>> BEGIN DATASET EXTRACT

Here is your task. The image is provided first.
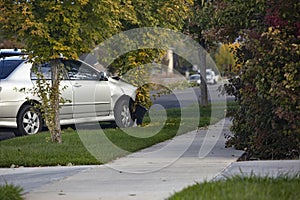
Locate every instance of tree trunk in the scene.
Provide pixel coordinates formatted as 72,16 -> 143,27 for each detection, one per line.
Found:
49,60 -> 62,143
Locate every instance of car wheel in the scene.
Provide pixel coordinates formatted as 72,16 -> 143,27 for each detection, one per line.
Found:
15,105 -> 42,136
114,99 -> 133,128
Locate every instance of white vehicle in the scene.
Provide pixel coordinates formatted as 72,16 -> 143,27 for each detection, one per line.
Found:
0,50 -> 136,135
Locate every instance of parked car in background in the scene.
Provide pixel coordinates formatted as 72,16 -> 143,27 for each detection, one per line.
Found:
188,69 -> 218,85
0,50 -> 136,135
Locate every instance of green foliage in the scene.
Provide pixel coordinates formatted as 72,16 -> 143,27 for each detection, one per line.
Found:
0,105 -> 224,167
0,184 -> 24,200
218,0 -> 300,159
169,175 -> 300,200
0,0 -> 135,143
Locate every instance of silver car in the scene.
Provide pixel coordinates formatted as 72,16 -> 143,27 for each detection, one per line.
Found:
0,50 -> 136,135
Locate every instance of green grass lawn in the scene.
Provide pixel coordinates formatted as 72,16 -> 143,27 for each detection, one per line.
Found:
0,184 -> 23,200
0,104 -> 230,167
169,175 -> 300,200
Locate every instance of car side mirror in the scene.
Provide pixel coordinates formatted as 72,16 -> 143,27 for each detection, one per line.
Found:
99,72 -> 108,81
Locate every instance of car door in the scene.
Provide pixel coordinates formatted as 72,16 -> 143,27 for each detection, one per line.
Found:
62,60 -> 111,118
31,63 -> 73,120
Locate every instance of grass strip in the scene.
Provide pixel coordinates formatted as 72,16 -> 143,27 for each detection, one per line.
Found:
0,104 -> 232,167
0,184 -> 24,200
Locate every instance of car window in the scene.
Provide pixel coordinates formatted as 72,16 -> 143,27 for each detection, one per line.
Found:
31,63 -> 51,80
62,60 -> 100,80
0,59 -> 24,79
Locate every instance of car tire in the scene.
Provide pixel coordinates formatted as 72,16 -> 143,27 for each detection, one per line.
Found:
15,105 -> 43,136
114,99 -> 133,128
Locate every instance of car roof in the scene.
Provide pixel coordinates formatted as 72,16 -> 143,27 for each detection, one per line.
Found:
0,49 -> 26,58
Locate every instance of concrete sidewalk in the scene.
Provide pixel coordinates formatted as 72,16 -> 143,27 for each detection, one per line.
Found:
25,119 -> 243,200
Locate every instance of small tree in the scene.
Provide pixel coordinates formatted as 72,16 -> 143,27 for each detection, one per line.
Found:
205,0 -> 300,159
0,0 -> 135,143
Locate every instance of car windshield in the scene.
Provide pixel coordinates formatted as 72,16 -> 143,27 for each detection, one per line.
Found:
0,59 -> 23,79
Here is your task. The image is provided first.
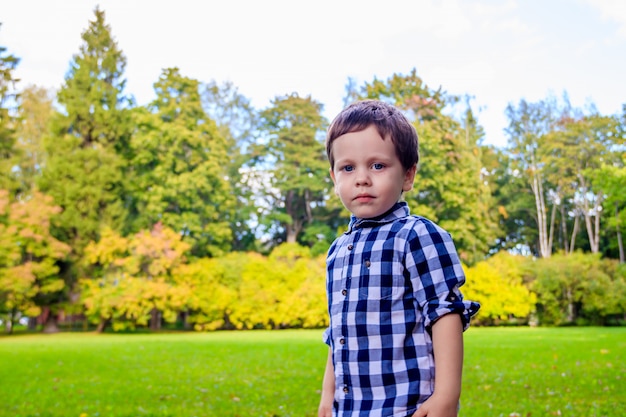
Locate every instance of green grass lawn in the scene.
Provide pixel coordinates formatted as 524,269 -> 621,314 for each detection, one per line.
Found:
0,328 -> 626,417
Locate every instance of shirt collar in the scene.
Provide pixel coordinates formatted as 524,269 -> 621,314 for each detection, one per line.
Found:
347,201 -> 409,233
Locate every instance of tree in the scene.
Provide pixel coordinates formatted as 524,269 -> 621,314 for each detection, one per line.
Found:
131,68 -> 236,257
545,114 -> 623,253
0,190 -> 70,332
200,81 -> 259,250
80,223 -> 189,331
0,34 -> 20,191
38,8 -> 129,330
360,69 -> 498,263
15,85 -> 54,195
506,98 -> 568,258
255,93 -> 331,243
463,251 -> 536,324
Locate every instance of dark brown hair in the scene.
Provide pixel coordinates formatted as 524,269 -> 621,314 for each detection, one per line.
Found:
326,100 -> 419,170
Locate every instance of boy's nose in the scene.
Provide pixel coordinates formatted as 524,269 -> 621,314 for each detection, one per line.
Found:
356,170 -> 371,186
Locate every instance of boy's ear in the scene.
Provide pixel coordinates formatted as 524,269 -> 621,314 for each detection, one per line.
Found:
402,164 -> 417,191
328,168 -> 339,195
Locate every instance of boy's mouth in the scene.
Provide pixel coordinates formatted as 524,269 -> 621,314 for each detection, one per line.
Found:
354,194 -> 374,203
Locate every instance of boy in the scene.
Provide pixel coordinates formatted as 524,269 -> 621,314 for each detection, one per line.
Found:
318,100 -> 479,417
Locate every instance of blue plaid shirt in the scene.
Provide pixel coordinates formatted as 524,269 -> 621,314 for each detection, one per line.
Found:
324,202 -> 479,417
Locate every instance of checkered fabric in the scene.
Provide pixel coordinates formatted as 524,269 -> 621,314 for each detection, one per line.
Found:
324,202 -> 479,417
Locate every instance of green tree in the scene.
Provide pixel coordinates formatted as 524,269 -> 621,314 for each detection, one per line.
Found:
506,96 -> 571,258
200,81 -> 259,250
39,8 -> 128,261
255,93 -> 331,243
589,156 -> 626,264
0,34 -> 20,191
131,68 -> 236,257
38,8 -> 129,330
15,85 -> 54,195
360,69 -> 498,263
544,114 -> 624,253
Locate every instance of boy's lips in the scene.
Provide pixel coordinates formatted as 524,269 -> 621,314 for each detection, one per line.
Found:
354,194 -> 374,202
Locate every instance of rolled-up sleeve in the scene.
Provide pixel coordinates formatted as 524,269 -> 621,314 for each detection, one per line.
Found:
405,222 -> 480,331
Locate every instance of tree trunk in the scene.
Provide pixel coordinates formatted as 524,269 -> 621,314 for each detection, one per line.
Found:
150,308 -> 161,330
615,201 -> 624,264
568,213 -> 580,253
96,318 -> 111,333
530,161 -> 552,258
560,204 -> 569,253
43,312 -> 60,333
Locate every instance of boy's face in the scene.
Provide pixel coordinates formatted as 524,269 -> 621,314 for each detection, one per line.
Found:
330,125 -> 416,219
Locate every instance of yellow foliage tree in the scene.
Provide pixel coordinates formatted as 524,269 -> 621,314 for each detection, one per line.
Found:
463,252 -> 537,324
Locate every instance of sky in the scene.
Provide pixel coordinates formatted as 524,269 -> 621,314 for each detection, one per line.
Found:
0,0 -> 626,146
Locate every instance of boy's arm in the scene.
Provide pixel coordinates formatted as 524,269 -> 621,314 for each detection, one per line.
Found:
317,348 -> 335,417
413,313 -> 463,417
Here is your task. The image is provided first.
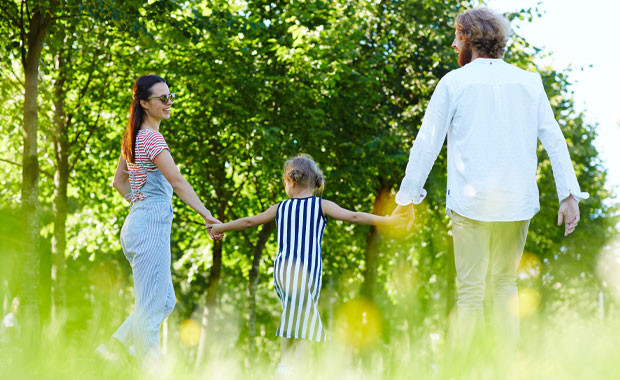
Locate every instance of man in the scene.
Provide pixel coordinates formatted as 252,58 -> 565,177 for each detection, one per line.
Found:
395,8 -> 588,344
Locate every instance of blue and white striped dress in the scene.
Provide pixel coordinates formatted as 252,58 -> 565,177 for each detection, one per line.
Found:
273,197 -> 327,342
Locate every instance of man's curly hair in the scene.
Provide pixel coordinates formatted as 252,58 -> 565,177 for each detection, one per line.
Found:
455,8 -> 510,58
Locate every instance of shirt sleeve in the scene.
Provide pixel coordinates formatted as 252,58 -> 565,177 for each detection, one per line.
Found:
396,77 -> 454,206
144,132 -> 170,161
538,75 -> 590,202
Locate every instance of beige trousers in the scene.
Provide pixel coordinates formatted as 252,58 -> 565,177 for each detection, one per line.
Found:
452,211 -> 530,346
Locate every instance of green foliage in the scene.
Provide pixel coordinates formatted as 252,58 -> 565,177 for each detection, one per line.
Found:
0,0 -> 617,375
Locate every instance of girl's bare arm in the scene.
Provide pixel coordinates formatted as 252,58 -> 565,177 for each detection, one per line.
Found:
210,204 -> 278,235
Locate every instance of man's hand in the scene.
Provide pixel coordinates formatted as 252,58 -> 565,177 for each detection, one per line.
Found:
558,194 -> 579,236
392,203 -> 415,231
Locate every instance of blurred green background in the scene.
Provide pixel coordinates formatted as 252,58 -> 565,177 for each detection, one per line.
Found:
0,0 -> 620,379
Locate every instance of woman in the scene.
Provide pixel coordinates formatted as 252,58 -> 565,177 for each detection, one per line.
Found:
97,75 -> 220,363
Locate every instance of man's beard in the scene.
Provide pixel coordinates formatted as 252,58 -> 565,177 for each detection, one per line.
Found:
459,43 -> 472,66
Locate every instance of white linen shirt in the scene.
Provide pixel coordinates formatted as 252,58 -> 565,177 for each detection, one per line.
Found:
396,58 -> 589,221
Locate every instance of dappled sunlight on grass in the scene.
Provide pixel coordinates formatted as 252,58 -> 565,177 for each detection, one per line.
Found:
334,299 -> 382,349
0,310 -> 620,379
179,319 -> 201,347
509,287 -> 540,319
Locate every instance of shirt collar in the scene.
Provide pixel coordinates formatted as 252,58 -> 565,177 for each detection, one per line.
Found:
470,58 -> 504,65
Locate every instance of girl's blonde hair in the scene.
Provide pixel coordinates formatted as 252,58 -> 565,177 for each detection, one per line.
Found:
283,153 -> 325,194
455,7 -> 510,58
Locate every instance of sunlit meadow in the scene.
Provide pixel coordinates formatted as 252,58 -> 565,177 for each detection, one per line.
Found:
0,233 -> 620,379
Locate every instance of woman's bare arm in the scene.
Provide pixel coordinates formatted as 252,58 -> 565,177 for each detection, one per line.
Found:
112,154 -> 131,201
210,204 -> 278,235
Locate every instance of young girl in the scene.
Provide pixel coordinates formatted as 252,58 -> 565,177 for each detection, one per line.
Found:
207,154 -> 407,374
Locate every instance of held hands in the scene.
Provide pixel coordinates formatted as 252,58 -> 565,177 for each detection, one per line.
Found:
205,215 -> 224,240
207,223 -> 224,239
390,203 -> 415,231
558,194 -> 579,236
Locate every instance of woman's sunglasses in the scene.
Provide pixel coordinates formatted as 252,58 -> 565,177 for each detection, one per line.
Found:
147,92 -> 176,104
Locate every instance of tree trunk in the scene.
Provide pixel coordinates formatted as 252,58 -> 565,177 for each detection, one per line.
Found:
248,222 -> 276,358
361,226 -> 379,302
51,55 -> 69,317
361,189 -> 389,302
22,4 -> 51,347
195,240 -> 222,368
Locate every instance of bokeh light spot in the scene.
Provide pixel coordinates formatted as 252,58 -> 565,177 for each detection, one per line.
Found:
334,299 -> 381,349
179,319 -> 202,347
509,288 -> 540,318
517,252 -> 542,280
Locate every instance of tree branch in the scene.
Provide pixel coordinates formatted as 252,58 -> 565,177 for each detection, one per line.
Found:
2,1 -> 20,28
0,158 -> 24,166
69,91 -> 105,173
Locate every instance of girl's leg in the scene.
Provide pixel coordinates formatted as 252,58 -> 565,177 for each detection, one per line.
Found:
164,271 -> 177,319
112,313 -> 133,348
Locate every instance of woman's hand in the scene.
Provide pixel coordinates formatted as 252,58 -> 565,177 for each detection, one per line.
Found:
204,214 -> 224,240
207,222 -> 224,239
390,204 -> 415,231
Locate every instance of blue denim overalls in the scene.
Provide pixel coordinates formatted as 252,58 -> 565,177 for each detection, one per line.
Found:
113,135 -> 176,363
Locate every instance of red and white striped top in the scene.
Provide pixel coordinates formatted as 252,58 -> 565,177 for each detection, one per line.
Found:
127,129 -> 170,200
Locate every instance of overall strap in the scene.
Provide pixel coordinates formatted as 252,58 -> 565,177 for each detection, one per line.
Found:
124,132 -> 147,207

>> END DATASET EXTRACT

> INSTRUCTION
Rewrite the lines from the one containing "Locate every instance of girl's bare" through the one containing "509,287 -> 540,319", replacing "in the scene" with "in the image" and leaving everything else unchanged.

> EXPECTED OUTPUT
Locate every instance of girl's bare arm in the image.
Provide pixel coordinates formatted as 252,58 -> 565,177 for each detection, one per line.
Found:
210,204 -> 278,235
Locate every instance of man's hand in the image.
Provide pixel coordinates formatted as 252,58 -> 565,177 for each detection, one per line.
Found:
558,194 -> 579,236
392,203 -> 415,231
Locate every instance of blurred green background in the image.
Provide pixel coordinates formatted as 252,58 -> 565,177 for each detection, one per line.
Found:
0,0 -> 620,379
Locate every instance of woman in the image.
Provide pixel coordinates formatted as 252,58 -> 565,177 for each detection, one per line.
Found:
97,75 -> 220,363
Locate every instance of man's beard in the image.
Provide pixel coordinates formatted as 252,58 -> 565,177 for each detection, one per line.
Found:
459,43 -> 472,66
Locate every instance of white linen shirt in the image.
Provide pixel coordinates formatted as 252,58 -> 565,177 for each detection, one per line.
Found:
396,58 -> 589,221
Locate every instance of dappled sunlight on grass in the image.
Provide pixel coordinates formatted as 252,58 -> 565,177 for each detection, one per line.
Found:
334,299 -> 382,349
0,310 -> 620,379
179,319 -> 201,347
509,287 -> 540,319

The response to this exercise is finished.